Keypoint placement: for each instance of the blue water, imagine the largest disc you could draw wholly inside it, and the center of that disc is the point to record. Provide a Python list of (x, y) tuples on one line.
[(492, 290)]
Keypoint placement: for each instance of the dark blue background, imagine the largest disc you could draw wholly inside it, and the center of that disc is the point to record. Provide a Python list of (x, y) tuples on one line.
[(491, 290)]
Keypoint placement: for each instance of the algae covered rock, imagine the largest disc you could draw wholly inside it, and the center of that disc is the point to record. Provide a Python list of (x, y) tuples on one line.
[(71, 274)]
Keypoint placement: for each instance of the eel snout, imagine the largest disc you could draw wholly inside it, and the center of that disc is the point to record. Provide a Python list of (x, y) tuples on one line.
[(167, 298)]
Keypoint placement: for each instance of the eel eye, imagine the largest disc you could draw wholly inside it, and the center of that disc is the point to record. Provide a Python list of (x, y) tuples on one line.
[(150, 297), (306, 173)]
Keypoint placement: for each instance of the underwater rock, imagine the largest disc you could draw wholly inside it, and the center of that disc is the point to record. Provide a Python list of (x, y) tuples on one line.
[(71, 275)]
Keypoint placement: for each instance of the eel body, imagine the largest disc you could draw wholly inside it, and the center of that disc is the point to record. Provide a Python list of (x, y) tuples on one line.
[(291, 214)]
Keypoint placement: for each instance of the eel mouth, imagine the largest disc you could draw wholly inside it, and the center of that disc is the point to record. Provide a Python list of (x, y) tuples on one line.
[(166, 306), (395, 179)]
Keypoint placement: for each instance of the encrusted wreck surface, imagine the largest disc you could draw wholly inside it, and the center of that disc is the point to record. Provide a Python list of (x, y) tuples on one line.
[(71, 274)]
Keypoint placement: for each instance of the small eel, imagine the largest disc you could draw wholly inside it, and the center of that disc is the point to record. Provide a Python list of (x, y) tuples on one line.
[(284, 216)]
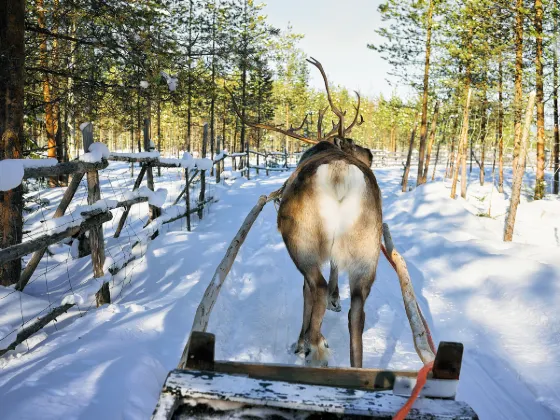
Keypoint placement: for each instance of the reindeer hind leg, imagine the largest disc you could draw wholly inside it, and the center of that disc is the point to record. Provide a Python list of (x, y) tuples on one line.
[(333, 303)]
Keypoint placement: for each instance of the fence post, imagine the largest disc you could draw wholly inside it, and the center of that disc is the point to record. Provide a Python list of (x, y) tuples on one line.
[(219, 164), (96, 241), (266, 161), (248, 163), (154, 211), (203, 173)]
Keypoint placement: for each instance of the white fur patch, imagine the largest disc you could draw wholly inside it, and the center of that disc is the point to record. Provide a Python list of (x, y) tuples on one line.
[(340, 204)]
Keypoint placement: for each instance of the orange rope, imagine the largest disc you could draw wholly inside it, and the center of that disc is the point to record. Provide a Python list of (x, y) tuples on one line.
==
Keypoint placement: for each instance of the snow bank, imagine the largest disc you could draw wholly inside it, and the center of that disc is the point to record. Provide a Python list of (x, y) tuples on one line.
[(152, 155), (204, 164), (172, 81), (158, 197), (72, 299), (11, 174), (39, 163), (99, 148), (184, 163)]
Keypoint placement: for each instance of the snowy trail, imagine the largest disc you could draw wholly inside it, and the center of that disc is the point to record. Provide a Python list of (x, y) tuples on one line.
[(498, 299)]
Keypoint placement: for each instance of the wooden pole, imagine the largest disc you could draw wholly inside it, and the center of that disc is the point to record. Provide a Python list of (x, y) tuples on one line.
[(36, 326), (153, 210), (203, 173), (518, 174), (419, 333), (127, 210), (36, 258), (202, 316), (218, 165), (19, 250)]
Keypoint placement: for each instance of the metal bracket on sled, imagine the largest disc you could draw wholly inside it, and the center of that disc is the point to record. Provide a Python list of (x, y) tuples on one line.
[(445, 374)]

Stated goal: Reproduce verbatim the material above, starting with the line that contains "Keypoint placement: for each instance of the reindeer" and continuing through the line that contains "211), (203, 173)]", with both of those lines included.

Result for this task:
Keypoint placement: for each instance of the reindeer hind leg, imagine the largest disc you could draw wholly inside it, and the center of that disc is the point to record. Provide a Python list of (x, y) tuples on one line.
[(333, 303)]
Keypoint placement: for each instance of the fence post, imagine the largest disc you could draw wholly inside it, and the center of that disc is the point to record. Provide a Python list of (x, y) tuples on one line.
[(219, 164), (96, 241), (266, 161), (248, 163), (154, 211), (203, 173)]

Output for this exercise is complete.